-- BEGIN --
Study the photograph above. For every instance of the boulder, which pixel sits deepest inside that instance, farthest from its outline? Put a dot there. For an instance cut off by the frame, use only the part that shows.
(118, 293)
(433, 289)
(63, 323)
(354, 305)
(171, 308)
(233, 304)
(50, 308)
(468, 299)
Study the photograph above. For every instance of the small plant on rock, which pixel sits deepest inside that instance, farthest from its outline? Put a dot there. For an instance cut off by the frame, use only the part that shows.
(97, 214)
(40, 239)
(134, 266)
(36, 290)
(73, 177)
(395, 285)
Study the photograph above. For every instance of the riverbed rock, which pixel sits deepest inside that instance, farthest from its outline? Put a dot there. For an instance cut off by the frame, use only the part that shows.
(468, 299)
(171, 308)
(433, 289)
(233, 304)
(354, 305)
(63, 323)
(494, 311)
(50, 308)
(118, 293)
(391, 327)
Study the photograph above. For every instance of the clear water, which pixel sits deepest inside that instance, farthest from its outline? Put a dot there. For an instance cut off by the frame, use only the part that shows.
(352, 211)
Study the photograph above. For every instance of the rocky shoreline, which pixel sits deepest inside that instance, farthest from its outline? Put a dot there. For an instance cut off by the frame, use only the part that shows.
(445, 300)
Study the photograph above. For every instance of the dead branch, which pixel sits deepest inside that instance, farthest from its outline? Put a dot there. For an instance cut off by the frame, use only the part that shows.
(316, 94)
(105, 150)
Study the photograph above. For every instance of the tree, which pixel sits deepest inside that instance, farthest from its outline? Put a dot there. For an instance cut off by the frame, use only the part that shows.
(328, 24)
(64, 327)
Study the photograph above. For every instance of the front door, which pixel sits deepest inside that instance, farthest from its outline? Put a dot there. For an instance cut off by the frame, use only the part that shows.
-- END --
Directions for this task. Rewrite the lines above as a numbered list, leaving out any blank lines.

Task result.
1. Study the photograph above. For every instance of the boulder, which pixel sits deepest inside that instance, farthest from its outline? Put a dot there. For an instance cut off by the frame, use only the part that shows.
2. (118, 293)
3. (433, 289)
4. (63, 323)
5. (354, 305)
6. (171, 308)
7. (233, 304)
8. (50, 308)
9. (468, 299)
10. Study the photograph above. For every instance of the small plant on rock, which pixel sits deepest inside that instance, farthest from its outline? Put a dot there. For an instance cut off by the frame, use only the part that shows.
11. (97, 214)
12. (40, 239)
13. (134, 266)
14. (36, 290)
15. (73, 177)
16. (395, 285)
17. Study the photograph above. For every instance of the riverbed rock, which pixel sits deepest inside that instance, farthest from its outline? Put a dot there. For an instance cut off by the frame, use only the part that shows.
18. (468, 299)
19. (171, 308)
20. (433, 289)
21. (233, 304)
22. (354, 305)
23. (63, 323)
24. (494, 311)
25. (50, 308)
26. (118, 293)
27. (391, 327)
28. Study the photograph above. For every instance of the clear water, which pixel sits deepest inside that instance, farthest from its outline? Put a dot there. For an instance cut off by the frame, use only the part that shows.
29. (352, 211)
30. Study the photograph above. For every instance of the rocky shoreline, which pixel sits deepest inside that instance, farthest from its outline? Put a dot there. For an instance cut off by the frame, use only the part that shows.
31. (445, 300)
32. Study the photograph above. For every instance of the dead branch, which pixel sits deepest inside that instance, farthest from its outline? Put a dot there. For an instance cut off by the frame, use only the part that shows.
33. (316, 94)
34. (105, 150)
35. Study the photograph above. For every instance of the tree, which pixel sits deepest inside that instance, farthest from its outline? Put a dot there. For an instance cut off by the frame, use only the part that shows.
36. (328, 24)
37. (64, 327)
38. Study the photograph above. For every instance of the front door, which pixel sits deepest inside that instance, farthest from its outline? Put a dot there. For an instance cut off by the frame, use only the part that shows.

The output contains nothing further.